WORK TO BE COMPLETED - Give the records back in full, exactly as they read.

TASK MATERIAL -
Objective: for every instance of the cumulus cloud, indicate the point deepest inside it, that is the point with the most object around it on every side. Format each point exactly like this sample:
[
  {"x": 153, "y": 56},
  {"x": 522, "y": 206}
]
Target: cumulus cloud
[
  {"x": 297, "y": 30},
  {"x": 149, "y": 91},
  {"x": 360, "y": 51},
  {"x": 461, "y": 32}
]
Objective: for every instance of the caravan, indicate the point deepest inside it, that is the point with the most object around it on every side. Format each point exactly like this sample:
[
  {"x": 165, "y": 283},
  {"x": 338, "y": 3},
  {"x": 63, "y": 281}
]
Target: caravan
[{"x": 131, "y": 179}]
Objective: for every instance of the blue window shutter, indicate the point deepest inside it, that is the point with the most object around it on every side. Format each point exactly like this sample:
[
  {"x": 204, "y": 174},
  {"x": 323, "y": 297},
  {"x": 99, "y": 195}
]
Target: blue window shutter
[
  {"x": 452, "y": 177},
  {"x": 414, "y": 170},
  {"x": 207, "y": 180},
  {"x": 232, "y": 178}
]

THE COMPLETED TASK -
Objective: for every instance of the cumulus cloud, indicate the point deepest inside it, that is the point with the most object around it on every side. Format each point exactly like this sample:
[
  {"x": 153, "y": 56},
  {"x": 522, "y": 206}
]
Target: cumulus cloud
[
  {"x": 297, "y": 30},
  {"x": 149, "y": 91},
  {"x": 360, "y": 51},
  {"x": 461, "y": 32}
]
Objective: for every instance of the caravan, indicate the point deepest inside it, that is the point with the most object around it on every side. Format each point exactly like this sample:
[
  {"x": 165, "y": 283},
  {"x": 338, "y": 3},
  {"x": 63, "y": 281}
]
Target: caravan
[{"x": 131, "y": 179}]
Objective: for every instance of the blue window shutter, indicate the point deepest inside it, that is the point with the most object around it on every side. Format each point exactly like this sample:
[
  {"x": 204, "y": 174},
  {"x": 323, "y": 297},
  {"x": 99, "y": 195}
]
Target: blue window shutter
[
  {"x": 452, "y": 177},
  {"x": 414, "y": 170},
  {"x": 207, "y": 180},
  {"x": 232, "y": 178}
]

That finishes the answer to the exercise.